On July 3, , Walker was acquired by the Ottawa Rough Riders in a trade. He played his first game with Ottawa on July 17 against the Hamilton Tiger-Cats, after being ruled out for the first game of the year. He was described as the "only really lively offensive performer" in the 14–20 loss to Hamilton, gaining 90 yards and scoring on an 18-yard pass play. In the following week against the Montreal Concordes, Walker caught three passes for 112 yards in a 55–5 win, scoring on a 96-yard touchdown pass, the longest offensive play of his career. By the third game of the season, he had made 34 carries and gained 194 rushing yards, 200 receiving yards, and scored four touchdowns. By the end of week eight, he had the CFL lead in rushing yards with 401. In a loss to the Edmonton Eskimos in week nine, Walker recorded 15 rushes for 105 yards and was described as Ottawa's "lone bright spot." Walker scored two touchdowns and made 97 yards rushing, 128 yards receiving in a win over the Saskatchewan Roughriders on September 24. By week 11, he led the CFL in touchdowns with 11, placed second in the league in rushing and made 23 pass receptions for 417 yards. In a win over the Calgary Stampeders on October 23, Walker ran 27 times for 203 yards and scored four touchdowns, becoming the first CFL player of the season to achieve 1,000 rushing yards. He scored two touchdowns and ran for 113 yards in a 34–32 win the following week against the Montreal Concordes, clinching a playoff spot for Ottawa while eliminating the Concordes. Walker finished the regular season as the league's leading rusher and touchdown scorer, earning a spot on the CFL All-Star team and CFL East All-Star team. In the Eastern Semi-Final playoff game against the Hamilton Tiger-Cats, he "ran like no running back in Canadian Football League playoff history," gaining 253 rushing yards (the highest playoff total and third-highest ever) on 30 carries and scoring one touchdown in a 30–20 win. Despite him running for 87 yards and scoring a touchdown in the Eastern Final playoff game against the Toronto Argonauts, the Rough Riders lost 7–44. He finished the season with 210 rushing attempts for 1,141 yards and 13 touchdowns, while making 28 catches for 536 yards and five touchdowns. He also returned 13 kickoffs for 288 yards.

In January 1983, Walker signed a four-year contract extension with the Rough Riders. He recorded 111 rushing yards on 15 carries and scored two touchdowns in the first game of the season, a 26–25 win over the Winnipeg Blue Bombers. Trailing 9–13 in week three against the Calgary Stampeders, Ottawa coach George Brancato called up Walker for a trick play at the Stampeders' 24 yard line. Rather than run the ball, Walker received the hand-off and attempted to pass. However, Calgary realized the trick play and put him under heavy pressure, leading him to throw an interception to defensive back Terry Irvin. The Stampeders scored on their next drive and Ottawa was not able to come back, eventually losing 16–27. He finished the game with 182 rushing yards, nearly 100 more than the total of the two Calgary starters at running back. In a week six loss to the Toronto Argonauts, Walker was "smothered by aggressive Toronto defenders almost every time he was given the ball" and had negative-one yards rushing, although he did score one touchdown. After a five-game losing streak, the Rough Riders recorded their second win of the season the following week, 17–14 against the Edmonton Eskimos, with Walker recording 94 rushing yards and 27 receiving yards.

**Parts of the exercise**
1. Please rewrite the listing from its first line through the line holding "<point>165,89</point>", both included, keeping the requests as they are. Multiply each point coordinate in the answers by 0.4 and round to whole numbers with halves going up, leaving the sample points in the requests unchanged.
2. Carry on the text about Walker's seasons with the Ottawa Rough Riders, starting after its last sentence.

**Given entries**
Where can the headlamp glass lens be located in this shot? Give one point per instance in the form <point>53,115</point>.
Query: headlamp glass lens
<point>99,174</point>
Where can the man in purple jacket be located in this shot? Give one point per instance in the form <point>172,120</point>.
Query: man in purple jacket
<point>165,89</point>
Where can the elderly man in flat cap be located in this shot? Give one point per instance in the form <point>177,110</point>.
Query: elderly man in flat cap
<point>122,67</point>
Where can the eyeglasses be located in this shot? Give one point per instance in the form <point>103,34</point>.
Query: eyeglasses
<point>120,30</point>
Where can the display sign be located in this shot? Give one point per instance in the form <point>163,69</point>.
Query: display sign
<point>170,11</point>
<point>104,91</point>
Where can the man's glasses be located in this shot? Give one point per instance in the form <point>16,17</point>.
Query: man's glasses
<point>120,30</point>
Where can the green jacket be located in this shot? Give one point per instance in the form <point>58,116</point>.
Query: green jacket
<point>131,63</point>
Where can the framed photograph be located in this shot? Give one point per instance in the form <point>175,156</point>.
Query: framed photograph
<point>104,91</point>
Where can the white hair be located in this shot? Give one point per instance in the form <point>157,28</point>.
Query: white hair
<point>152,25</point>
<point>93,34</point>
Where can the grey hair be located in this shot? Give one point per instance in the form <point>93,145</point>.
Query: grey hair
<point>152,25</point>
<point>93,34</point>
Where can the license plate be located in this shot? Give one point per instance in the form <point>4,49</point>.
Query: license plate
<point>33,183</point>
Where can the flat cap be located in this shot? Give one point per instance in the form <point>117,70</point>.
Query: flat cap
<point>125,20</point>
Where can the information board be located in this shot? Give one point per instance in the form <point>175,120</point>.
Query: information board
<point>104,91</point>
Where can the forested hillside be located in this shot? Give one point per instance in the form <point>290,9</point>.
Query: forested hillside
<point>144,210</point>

**Expected responses**
1.
Where can the headlamp glass lens be located in this shot? Give one point per instance in the form <point>53,115</point>.
Query: headlamp glass lens
<point>40,70</point>
Where can the man in purple jacket be located in this shot? Give one point per instance in the form <point>172,120</point>.
Query: man in purple jacket
<point>66,36</point>

2.
By the end of the Rough Riders' seventh game, Walker had the league lead in rushing yards with 587, had five of the team's 11 touchdowns, and had made 14 catches for 157 yards. In their eighth game, a 49–19 win over the BC Lions, Walker made 11 rushes and gained 167 yards, a 15-yard average. In the first half alone of the next game, a loss by one point to the Saskatchewan Roughriders, he made 91 yards. He scored one touchdown and gained 106 rushing yards in a win over the Hamilton Tiger-Cats in the following game. One week later, Walker surpassed 1,000 yards rushing in a win over the Saskatchewan Roughriders. After going down 11–21 versus the Calgary Stampeders, Walker returned a kickoff 97 yards for a touchdown in one of the longest plays of his career. He also ran for 108 yards in the game, a 29–24 win. For his performance, he was named CFL Offensive Star of the Week. On October 23, in a 20–19 win over Toronto, Walker ran for 145 yards and scored two touchdowns, including the game-winner with seconds left to play. He finished the season with 1,431 rushing yards and 10 touchdowns, leading the league and being named to the CFL All-Star team and CFL East All-Star team. Walker also made 28 receptions for 317 yards and 19 kickoff returns for 489 yards. His 1,431 rushing yards were an Ottawa record that stood until 1991, when it was broken by Reggie Barnes in an 18-game season (the season Walker played in was 16 games). Ottawa was upset in the Eastern Semi-Final playoff game against the Hamilton Tiger-Cats, 31–33, with Walker running for 118 yards on 11 rushes in the game.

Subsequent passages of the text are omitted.